## TAREFA
Por favor, transcreva sem nenhuma alteração o trecho sobre Mar Português e Os Lusíadas, desde "Quantas noivas ficaram" até "além da dor.".

## TRECHO FORNECIDO
3. Os Lusíadas X Mar Português
Mar Português
Fernando Pessoa, 1934
Ó mar salgado, quanto do teu sal
São lágrimas de Portugal!
Por te cruzarmos, quantas mães choraram,
Quantos filhos em vão rezaram!
Quantas noivas ficaram por casar
Para que fosses nosso, ó mar!
Valeu a pena? Tudo vale a pena
Se a alma não é pequena.
Quem quer passar além do Bojador
Tem que passar além da dor.
Deus ao mar o perigo e o abismo deu,
Mas nele é que espelhou o céu. Os Lusíadas – Canto I
Luís de Camões, 1572
1.
As armas e os barões assinalados
Que da ocidental praia lusitana
Por mares nunca de antes navegados,
Passaram ainda além da Taprobana
Em perigos e guerras esforçados
Mais do que prometia a força humana
E entre gente remota edificaram
Novo Reino que tanto sublimaram
2.
E também as memórias gloriosas
Daqueles reis, que foram dilatando
A Fé, o Império, as terras viciosas
De África e de Ásia andaram devastando
E aqueles que por obras valerosas
Se vão da lei da Morte libertando
Cantando espalharei por toda parte
Se a tanto me ajudar o engenho e arte
3.
Cessem do sábio grego e do troiano
As navegações grandes que fizeram;
Cale-se Alexandro e de Trajano
A fama das vitórias que tiveram,
Que eu canto o peito ilustre Lusitano,
A quem Netuno e Marte obedeceram
Cesse tudo o que a Musa antiga canta,
Que outro valor mais alto se alevanta
4.
E vós, Tágides minhas, pois criado
Tendes em mim um novo engenho ardente
Se sempre em verso humilde celebrado
Foi de mim vosso rio alegremente,
Dai-me agora um som alto e sublimado
Um estilo grandíloquo e corrente
Por que de vossas águas, Febo ordene
Que não tenham inveja às de Hipocrene
5.
Dai-me uma fúria grande e sonorosa
E não de agreste avena ou frauta ruda,
Mas de tuba canora e belicosa,
Que o peito acende e a cor ao gesto muda;
Dai-me igual canto aos feitos da famosa
Gente vossa, a Marte tanto ajuda:
Que se espalhe e se cante no universo,
Se tão sublime preço cabe em verso
Quadro 1 – Mar Português, Fernando Pessoa; Os Lusíadas, Luís de Camões
Logo na primeira estrofe de Os Lusíadas o poeta mostra a dimensão da aventura empreendida pelos portugueses no caminho do desconhecido. Eles foram longe, além da Taprobana, ilha do Ceilão, atual Siri Lanka. Com muito sofrimento, para a consolidação do reino. (Quadro 1). Na segunda estrofe Camões sutilmente refere-se ao genocídio dos povos conquistados. Aos sobreviventes como ele, resta relatar os fatos com engenho e arte. Na estrofe três mostra que as conquistas do grego Alexandre, o Grande, e do imperador romano Trajano, foram insignificantes em relação à grandeza das conquistas dos Portugueses, a quem até os deuses se submetem.
O poema Mar Português, de Fernando Pessoa, é parte da obra Mensagem, publicada em 1934, apenas um ano antes da morte do autor. Debruça-se sobre a época das grandes navegações. Tal como Camões, esse poeta dá ênfase ao sofrimento dos Portugueses na conquista dos mares.

## DADOS FORNECIDOS

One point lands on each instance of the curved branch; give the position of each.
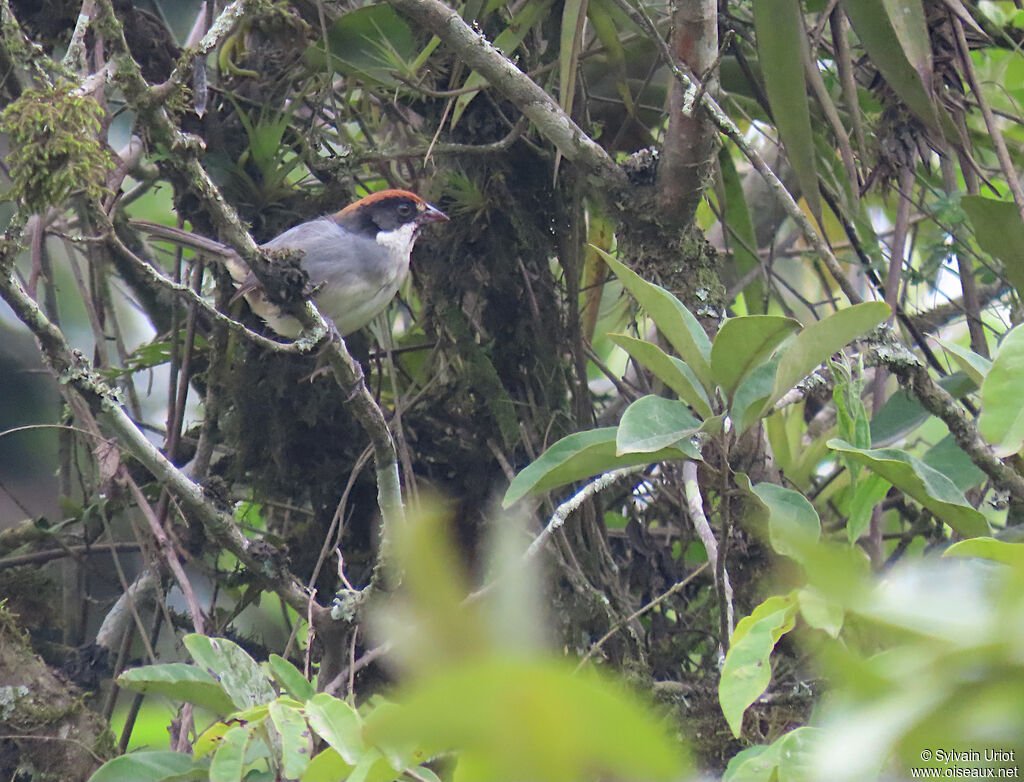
(477, 52)
(913, 375)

## RESOLUÇÃO DO EXERCÍCIO
Quantas noivas ficaram por casar
Para que fosses nosso, ó mar!
Valeu a pena? Tudo vale a pena
Se a alma não é pequena.
Quem quer passar além do Bojador
Tem que passar além da dor.